Late at night, Marcus thinks he sees Flavius in the Chieftain’s hut. He also stares at the Seal Prince’s attractive sister. When the Seal Prince catches him, he’s enraged. He tells Esca to control his slave, Esca beats Marcus and offers to allow the Seal Prince to kill him. The Seal Prince doesn’t. That night, Marcus thinks he hears his father calling him. Marcus sneaks out of the hut and catches sight of the Seal Prince, making urgent plans. He follows the Seal Prince to a massive throng of young warriors. In the distance, Marcus sees a standard bearer raise the Eagle of the Ninth. He tries to sneak toward it when he’s knocked unconscious by warriors. Later, Esca wakes Marcus and announces this night is their only chance to get the Eagle. He must come while they’re asleep. Together, they sneak into a cave and steal the Eagle. As they leave, a small boy sees them. Marcus wants to kill him before he can alert the others, but Esca tells the boy not to tell anybody and trusts him to keep his word.

◆ The data ◆
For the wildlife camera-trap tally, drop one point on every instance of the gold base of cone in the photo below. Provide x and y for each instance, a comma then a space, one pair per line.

◆ Your assignment ◆
Copy the summary of Marcus and Esca stealing the Eagle, word for word and in full.

◆ Written answer ◆
Late at night, Marcus thinks he sees Flavius in the Chieftain’s hut. He also stares at the Seal Prince’s attractive sister. When the Seal Prince catches him, he’s enraged. He tells Esca to control his slave, Esca beats Marcus and offers to allow the Seal Prince to kill him. The Seal Prince doesn’t. That night, Marcus thinks he hears his father calling him. Marcus sneaks out of the hut and catches sight of the Seal Prince, making urgent plans. He follows the Seal Prince to a massive throng of young warriors. In the distance, Marcus sees a standard bearer raise the Eagle of the Ninth. He tries to sneak toward it when he’s knocked unconscious by warriors. Later, Esca wakes Marcus and announces this night is their only chance to get the Eagle. He must come while they’re asleep. Together, they sneak into a cave and steal the Eagle. As they leave, a small boy sees them. Marcus wants to kill him before he can alert the others, but Esca tells the boy not to tell anybody and trusts him to keep his word.